• [Activity list]:
1 - Write out word for word the part of the news report below on the PPARS payroll system that begins with the words containing "Speaking in an" and ends with "the PPARS system.".
2 - Continue the news report below on the PPARS payroll system from the point where it stops.
---- Document section
The Tánaiste and Minister for Health has said she understands that the Health Service Executive will decide tomorrow to suspend the implementation of their controversial computer payroll system pending a complete evaluation.

Speaking in an Opposition private member's debate tonight Mary Harney condemned what she called the extraordinary and excessive amount of money paid to outside consultants in the preparation of the PPARS system.

Ms Harney also blamed the debacle on what she called the 'jumble of waste and incoherence' that the system of 11 health boards had produced.  

Meanwhile, it has emerged that a letter written last June by the boss of St James's Hospital in Dublin warned that the P-PARS payroll system was such a disaster, it threatened the hospital's basic functioning.

The letter, written by John O'Brien, and sent to the Health Service Executive, also warned that the hospital was finding it difficult to assure external auditors as to the integrity of the system regarding fiduciary matters.

Earlier, the Taoiseach, Bertie Ahern, told the Dáil that he accepted that the introduction of the system had not been handled well, but that they should continue to try to get it right. 

Mr Ahern also said he believed that the people involved in the project had overused consultants. He was challenged on the issue by Fine Gael leader Enda Kenny and Labour leader Pat Rabbitte.

Mr Kenny said this system, which the Government was supposed to oversee, was patently not working. 

The Labour leader claimed that no minister in the Government ever takes responsibility for anything.
--------
---- Dataset entries
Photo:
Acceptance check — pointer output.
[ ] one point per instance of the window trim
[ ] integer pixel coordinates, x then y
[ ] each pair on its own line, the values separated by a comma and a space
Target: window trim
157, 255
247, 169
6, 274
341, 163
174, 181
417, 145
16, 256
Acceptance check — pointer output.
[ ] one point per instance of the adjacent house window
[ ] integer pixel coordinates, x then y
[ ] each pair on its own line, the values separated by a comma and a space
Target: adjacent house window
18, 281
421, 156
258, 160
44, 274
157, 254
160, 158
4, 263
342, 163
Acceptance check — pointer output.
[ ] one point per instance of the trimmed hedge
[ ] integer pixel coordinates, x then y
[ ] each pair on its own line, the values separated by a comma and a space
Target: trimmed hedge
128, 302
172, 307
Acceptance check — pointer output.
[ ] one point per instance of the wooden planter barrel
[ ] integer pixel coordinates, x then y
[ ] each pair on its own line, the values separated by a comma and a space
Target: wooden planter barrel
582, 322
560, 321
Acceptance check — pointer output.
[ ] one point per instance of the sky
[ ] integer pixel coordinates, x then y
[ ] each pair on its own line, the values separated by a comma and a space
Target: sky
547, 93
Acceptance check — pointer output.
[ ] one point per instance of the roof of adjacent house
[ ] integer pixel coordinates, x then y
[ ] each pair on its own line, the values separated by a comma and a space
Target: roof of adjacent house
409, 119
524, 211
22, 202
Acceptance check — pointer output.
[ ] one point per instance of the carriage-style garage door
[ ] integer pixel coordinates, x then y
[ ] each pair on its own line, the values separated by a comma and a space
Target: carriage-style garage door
--------
• [Responses]:
1 -
Speaking in an Opposition private member's debate tonight Mary Harney condemned what she called the extraordinary and excessive amount of money paid to outside consultants in the preparation of the PPARS system.

2 -
It is now estimated the cost of completing the P-PARS project will be €166 million.

On RTÉ Radio this afternoon, Tom Geraghty of the Public Service Executive Union questioned why consultants were paid to do work that civil servants could have done.

Misspending 'small': Dempsey

Speaking earlier on RTÉ Radio's Morning Ireland programme, the Minister for Communications, Marine and Natural Resources, Noel Dempsey, said that in a €41 billion budget, the level of misspent money relating to P-PARS is relatively very, very small.

However, Mr Dempsey added no money should be misspent and every euro should be accounted for.

Also on the programme, Bernard Durkan of Fine Gael said that whoever was responsible for the overspending on the P-PARS system should be fired.

Mr Durkan said that some means should be found to penalise defaulters of tenders and other contracts.

Finance officials' concerns

It has emerged that officials in the Department of Finance expressed concern during the summer about P-PARS.

The concerns are detailed in a memo that was obtained under the Freedom of Information Act by Mr Kenny.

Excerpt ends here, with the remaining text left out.